_Task objective_
A faithful copy of all the records is needed, with the pictures omitted.

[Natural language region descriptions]
>>>>

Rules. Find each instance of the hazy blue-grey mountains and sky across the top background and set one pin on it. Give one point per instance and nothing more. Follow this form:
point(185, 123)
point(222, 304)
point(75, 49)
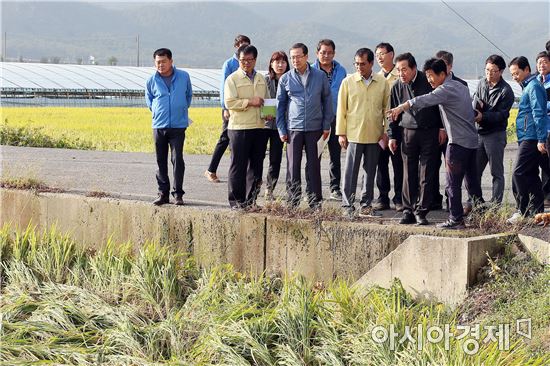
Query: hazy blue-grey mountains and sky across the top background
point(201, 33)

<<<<

_Finished task_
Rules. Find each instance of the hazy blue-grey mountains and sky across the top background and set one pin on it. Give one point per instance and nothing more. Follow this form:
point(185, 123)
point(222, 304)
point(75, 49)
Query: hazy blue-grey mountains and sky across the top background
point(201, 33)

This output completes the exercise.